— Start of Supplied records —
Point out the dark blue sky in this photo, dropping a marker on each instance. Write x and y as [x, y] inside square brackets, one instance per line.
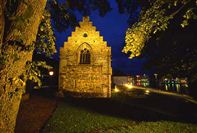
[112, 27]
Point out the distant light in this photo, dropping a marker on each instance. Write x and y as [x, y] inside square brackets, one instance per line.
[116, 90]
[129, 86]
[51, 73]
[147, 92]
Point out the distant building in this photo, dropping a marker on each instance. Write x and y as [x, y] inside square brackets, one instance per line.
[85, 63]
[122, 80]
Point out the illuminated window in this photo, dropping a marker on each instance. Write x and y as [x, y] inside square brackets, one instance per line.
[85, 56]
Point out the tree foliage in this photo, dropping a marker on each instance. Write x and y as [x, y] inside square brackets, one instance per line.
[154, 18]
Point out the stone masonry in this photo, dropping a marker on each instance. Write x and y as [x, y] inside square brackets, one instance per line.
[85, 63]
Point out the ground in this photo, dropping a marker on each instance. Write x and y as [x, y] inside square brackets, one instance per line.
[132, 111]
[34, 113]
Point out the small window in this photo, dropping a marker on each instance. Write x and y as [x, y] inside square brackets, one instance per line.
[85, 35]
[85, 56]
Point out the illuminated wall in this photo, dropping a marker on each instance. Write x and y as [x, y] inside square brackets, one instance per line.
[85, 62]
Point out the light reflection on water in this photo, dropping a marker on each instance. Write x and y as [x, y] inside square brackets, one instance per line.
[178, 88]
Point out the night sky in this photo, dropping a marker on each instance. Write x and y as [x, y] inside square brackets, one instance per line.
[112, 27]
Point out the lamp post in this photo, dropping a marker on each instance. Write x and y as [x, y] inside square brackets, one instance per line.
[156, 79]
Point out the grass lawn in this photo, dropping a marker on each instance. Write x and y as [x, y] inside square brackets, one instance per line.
[107, 116]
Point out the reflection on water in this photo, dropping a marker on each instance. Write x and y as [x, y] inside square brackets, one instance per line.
[175, 87]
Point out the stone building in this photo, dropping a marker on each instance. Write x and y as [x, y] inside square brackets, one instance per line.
[85, 63]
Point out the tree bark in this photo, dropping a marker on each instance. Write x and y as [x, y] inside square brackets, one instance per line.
[23, 28]
[2, 21]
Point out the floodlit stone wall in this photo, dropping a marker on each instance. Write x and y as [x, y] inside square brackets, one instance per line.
[92, 79]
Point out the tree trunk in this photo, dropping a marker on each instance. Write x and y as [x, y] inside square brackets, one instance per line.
[2, 21]
[21, 33]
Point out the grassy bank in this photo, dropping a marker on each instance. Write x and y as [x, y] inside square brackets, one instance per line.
[105, 116]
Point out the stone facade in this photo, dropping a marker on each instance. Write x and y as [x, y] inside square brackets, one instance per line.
[85, 63]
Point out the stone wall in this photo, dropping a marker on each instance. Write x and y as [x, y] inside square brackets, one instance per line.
[93, 78]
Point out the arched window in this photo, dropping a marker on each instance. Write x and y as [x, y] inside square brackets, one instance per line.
[85, 56]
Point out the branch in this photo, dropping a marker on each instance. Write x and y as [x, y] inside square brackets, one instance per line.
[177, 11]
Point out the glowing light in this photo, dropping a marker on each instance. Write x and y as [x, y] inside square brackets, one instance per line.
[116, 90]
[51, 73]
[147, 92]
[129, 86]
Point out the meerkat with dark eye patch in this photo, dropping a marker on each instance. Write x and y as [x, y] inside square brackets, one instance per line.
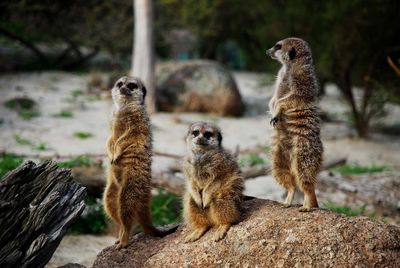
[129, 148]
[296, 150]
[214, 183]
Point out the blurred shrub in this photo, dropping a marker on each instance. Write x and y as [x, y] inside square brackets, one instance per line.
[9, 162]
[81, 160]
[355, 169]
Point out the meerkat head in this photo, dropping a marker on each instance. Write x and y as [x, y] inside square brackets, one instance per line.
[290, 50]
[203, 136]
[128, 90]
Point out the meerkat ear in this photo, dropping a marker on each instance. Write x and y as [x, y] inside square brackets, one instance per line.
[219, 138]
[292, 53]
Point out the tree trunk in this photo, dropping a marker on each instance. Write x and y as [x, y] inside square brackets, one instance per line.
[37, 205]
[143, 49]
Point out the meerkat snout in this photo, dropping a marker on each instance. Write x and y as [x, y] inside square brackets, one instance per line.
[202, 135]
[128, 90]
[289, 50]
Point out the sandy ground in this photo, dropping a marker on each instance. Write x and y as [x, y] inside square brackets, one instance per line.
[57, 91]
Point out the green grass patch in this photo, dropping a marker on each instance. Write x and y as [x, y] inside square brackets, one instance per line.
[24, 106]
[355, 169]
[64, 114]
[21, 140]
[9, 162]
[79, 161]
[83, 135]
[345, 210]
[165, 208]
[251, 160]
[41, 147]
[92, 220]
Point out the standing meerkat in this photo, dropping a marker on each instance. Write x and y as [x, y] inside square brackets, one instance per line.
[296, 150]
[129, 147]
[214, 183]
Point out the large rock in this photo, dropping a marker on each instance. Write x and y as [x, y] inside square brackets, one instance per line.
[197, 86]
[270, 236]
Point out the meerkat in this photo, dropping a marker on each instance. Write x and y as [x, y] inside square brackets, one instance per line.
[296, 150]
[129, 148]
[214, 183]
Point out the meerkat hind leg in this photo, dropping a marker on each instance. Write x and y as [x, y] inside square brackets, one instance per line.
[310, 201]
[289, 198]
[281, 172]
[196, 234]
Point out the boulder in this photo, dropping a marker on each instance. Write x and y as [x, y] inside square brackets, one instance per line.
[270, 236]
[197, 86]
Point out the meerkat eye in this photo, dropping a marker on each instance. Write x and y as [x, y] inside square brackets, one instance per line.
[196, 133]
[131, 86]
[208, 135]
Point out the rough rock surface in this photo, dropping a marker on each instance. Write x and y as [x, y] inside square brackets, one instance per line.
[270, 236]
[197, 86]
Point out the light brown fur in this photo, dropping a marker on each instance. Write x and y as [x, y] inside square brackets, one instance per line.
[129, 148]
[296, 150]
[214, 184]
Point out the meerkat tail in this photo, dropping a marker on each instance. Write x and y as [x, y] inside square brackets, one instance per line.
[145, 221]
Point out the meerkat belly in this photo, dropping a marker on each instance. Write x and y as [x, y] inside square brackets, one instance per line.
[303, 122]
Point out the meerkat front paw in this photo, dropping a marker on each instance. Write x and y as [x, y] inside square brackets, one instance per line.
[120, 245]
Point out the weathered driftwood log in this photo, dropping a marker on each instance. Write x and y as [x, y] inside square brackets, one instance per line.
[37, 205]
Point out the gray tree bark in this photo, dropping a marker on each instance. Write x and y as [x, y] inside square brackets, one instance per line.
[37, 205]
[143, 62]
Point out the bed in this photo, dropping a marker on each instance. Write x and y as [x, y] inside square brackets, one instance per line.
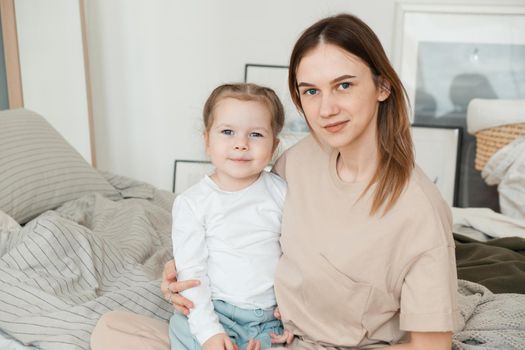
[76, 243]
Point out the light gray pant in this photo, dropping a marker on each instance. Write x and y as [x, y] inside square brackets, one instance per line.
[240, 324]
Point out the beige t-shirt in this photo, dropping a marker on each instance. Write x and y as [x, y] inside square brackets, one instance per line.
[349, 279]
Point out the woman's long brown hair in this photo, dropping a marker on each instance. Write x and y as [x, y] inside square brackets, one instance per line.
[396, 154]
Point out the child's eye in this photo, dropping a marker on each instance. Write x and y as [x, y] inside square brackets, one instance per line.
[310, 92]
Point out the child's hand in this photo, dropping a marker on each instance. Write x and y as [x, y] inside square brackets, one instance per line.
[253, 345]
[219, 341]
[285, 338]
[277, 313]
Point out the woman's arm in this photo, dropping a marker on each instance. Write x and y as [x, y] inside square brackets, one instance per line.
[426, 341]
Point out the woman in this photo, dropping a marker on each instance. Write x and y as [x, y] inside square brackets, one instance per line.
[368, 255]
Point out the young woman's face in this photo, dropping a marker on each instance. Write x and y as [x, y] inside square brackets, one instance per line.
[339, 97]
[240, 142]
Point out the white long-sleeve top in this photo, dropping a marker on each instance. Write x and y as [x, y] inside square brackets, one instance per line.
[230, 242]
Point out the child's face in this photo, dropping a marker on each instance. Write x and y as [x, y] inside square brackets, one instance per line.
[240, 142]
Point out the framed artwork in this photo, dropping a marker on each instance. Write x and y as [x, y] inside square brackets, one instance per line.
[437, 151]
[276, 78]
[187, 173]
[448, 54]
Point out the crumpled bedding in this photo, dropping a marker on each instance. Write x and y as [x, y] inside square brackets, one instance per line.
[489, 321]
[63, 270]
[506, 168]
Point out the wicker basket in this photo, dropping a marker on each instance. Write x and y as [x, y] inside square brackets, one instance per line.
[488, 141]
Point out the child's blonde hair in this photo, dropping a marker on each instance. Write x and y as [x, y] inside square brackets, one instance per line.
[246, 92]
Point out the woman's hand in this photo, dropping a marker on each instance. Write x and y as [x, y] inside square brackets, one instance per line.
[286, 337]
[219, 341]
[171, 288]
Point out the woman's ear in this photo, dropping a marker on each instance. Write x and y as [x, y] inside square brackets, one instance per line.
[384, 90]
[206, 138]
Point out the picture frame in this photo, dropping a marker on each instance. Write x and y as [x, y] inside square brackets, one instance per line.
[187, 173]
[276, 78]
[437, 153]
[445, 53]
[448, 54]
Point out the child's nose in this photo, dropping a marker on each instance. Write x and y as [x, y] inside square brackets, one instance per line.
[241, 143]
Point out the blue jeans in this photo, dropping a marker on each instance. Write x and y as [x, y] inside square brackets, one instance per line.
[239, 324]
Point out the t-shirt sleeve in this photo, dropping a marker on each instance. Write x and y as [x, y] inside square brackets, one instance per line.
[191, 255]
[428, 294]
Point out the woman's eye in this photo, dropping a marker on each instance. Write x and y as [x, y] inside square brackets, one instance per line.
[310, 92]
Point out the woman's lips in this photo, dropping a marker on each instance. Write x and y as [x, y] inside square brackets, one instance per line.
— End of Supplied records —
*Work required*
Please extract exactly, and only, the lines from the line containing "Point out the child's nose" through the last line of the records.

*Exercise result*
Point out the child's nose in this photo, dropping a marker on each instance. Write x and y as [x, y] inside square brackets, one instance per line.
[241, 143]
Point out the blue jeans in this photo, dropping a marker on each instance. Write x and y as [x, y] inside square brackets, one instance per line.
[239, 324]
Point out the t-shirt sleeve in this photo, dropping a marker on each instance. Write x and y as [x, y] inside square brackets, one instance per line.
[191, 255]
[428, 294]
Point out the woman's eye in this photo, dropping a marker on each instance. Write x and y as [x, y] inside square brackets, one instance per line.
[310, 92]
Point out the woman's lips in this photo, dropping a marker on each instance. Write x and y as [x, y] inside square brackets, one instance per line.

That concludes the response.